* Begin MATERIAL FOR THIS EXERCISE *

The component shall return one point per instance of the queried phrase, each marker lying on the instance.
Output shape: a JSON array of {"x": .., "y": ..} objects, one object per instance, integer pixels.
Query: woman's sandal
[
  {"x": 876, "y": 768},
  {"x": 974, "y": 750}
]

* End MATERIAL FOR THIS EXERCISE *

* _WRITTEN PROBLEM_:
Lay out every line of the listing above as a Markdown table with two columns, Row for the line number and Line for its text. Skip any blank lines.

* _FULL OUTPUT_:
| Row | Line |
|---|---|
| 1 | The component shall return one point per instance of the queried phrase, each marker lying on the instance. |
| 2 | Output shape: a JSON array of {"x": .., "y": ..} objects, one object per instance, integer pixels. |
| 3 | Query: woman's sandal |
| 4 | [ |
| 5 |   {"x": 876, "y": 768}, |
| 6 |   {"x": 974, "y": 750} |
| 7 | ] |